--- BEGIN DOCUMENT PASSAGE ---
Running a bar is a tough job. And running a bar where 'blood will spill' on a regular basis is even tougher. I figured Dino was a part of the decadence and chaos, not just an observer (see footenote 1).
So Dino's is a crazy place, and Dino is part of it. Immediately words like 'bacchanalia' spring to mind. I started picturing 1970's Dublin as a hedonistic, anything-goes, fin de siècle hellhole (3). But how to make this idea into a song ?
The best way I could think of was to avoid the night itself, and focus on the morning after. There have been a lot of great 'morning after' songs (4), especially in the country genre, so it would be a struggle to be original. Finally I figured a good angle might be to make Dino's hangover into a character in its own right, a shadowy figure lurking at the edge of his perception. This idea (5) propelled me along and I finished the song quite quickly.
When the lyric was done I sent it off to Alasdair Roberts, a butt-shredding guitarist and a wonderfully quirky songwriter -perfectly suited to a concept like this. He surprised me by eschewing the axework, and coming up with a piano-based tune vaguely reminiscent of 'Werewolves Of London' (6) which takes the song off on a really atmospheric, slightly disturbing tangent.
--- END DOCUMENT PASSAGE ---
> AIM OF THE EXERCISE: In the songwriting passage, what did the writer turn into a character in the song?
--- BEGIN SUPPLIED DATA ---
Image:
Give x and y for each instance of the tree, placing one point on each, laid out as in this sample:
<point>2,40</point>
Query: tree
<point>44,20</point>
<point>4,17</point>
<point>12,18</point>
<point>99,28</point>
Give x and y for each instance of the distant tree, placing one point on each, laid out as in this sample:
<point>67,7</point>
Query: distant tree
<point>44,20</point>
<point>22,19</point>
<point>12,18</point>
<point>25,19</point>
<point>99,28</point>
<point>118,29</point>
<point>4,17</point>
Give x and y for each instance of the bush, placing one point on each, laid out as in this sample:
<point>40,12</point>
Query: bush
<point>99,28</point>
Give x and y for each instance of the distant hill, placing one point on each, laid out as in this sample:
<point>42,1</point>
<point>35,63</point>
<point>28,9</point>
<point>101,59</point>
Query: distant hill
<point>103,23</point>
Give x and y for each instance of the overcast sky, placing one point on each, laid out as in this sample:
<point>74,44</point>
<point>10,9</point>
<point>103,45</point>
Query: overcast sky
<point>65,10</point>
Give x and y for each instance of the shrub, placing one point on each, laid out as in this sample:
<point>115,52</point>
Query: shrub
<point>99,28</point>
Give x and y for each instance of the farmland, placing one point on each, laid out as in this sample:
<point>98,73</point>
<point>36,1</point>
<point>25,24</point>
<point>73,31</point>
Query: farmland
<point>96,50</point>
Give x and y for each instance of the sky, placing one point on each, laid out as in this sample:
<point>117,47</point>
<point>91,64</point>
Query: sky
--- END SUPPLIED DATA ---
> FULL SOLUTION: Dino's hangover, shown as a shadowy figure lurking at the edge of his perception.